AIM OF THE TASK: Please turn the records below into a Markdown table with two columns, Row and Line, giving each nonblank line its own numbered row. Leave the pictures out of the answer.

DATA EXCERPTS:
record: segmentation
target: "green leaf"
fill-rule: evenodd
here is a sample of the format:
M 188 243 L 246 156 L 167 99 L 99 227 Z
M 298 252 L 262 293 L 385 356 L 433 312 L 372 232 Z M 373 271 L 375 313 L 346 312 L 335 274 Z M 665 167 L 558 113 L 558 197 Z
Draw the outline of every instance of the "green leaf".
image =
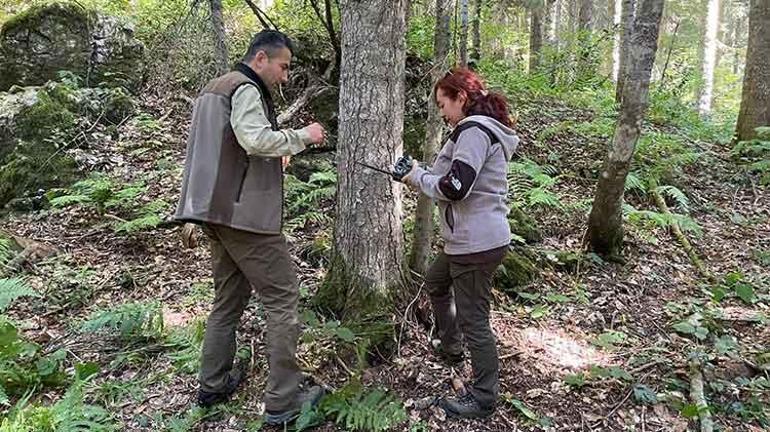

FINAL RESULT:
| Row | Line |
|---|---|
| 1 | record: segmentation |
| 2 | target: "green leaf" |
| 3 | fill-rule: evenodd |
| 4 | here is a sample of the format: |
| 5 | M 188 243 L 246 156 L 167 99 L 99 227 Z |
| 6 | M 298 252 L 262 293 L 385 356 L 433 312 L 372 232 Z M 373 271 L 375 313 L 346 312 L 335 274 Z M 665 167 L 558 113 L 558 197 Z |
| 7 | Draw the outline of every instance of the "green leaf". |
| 8 | image = |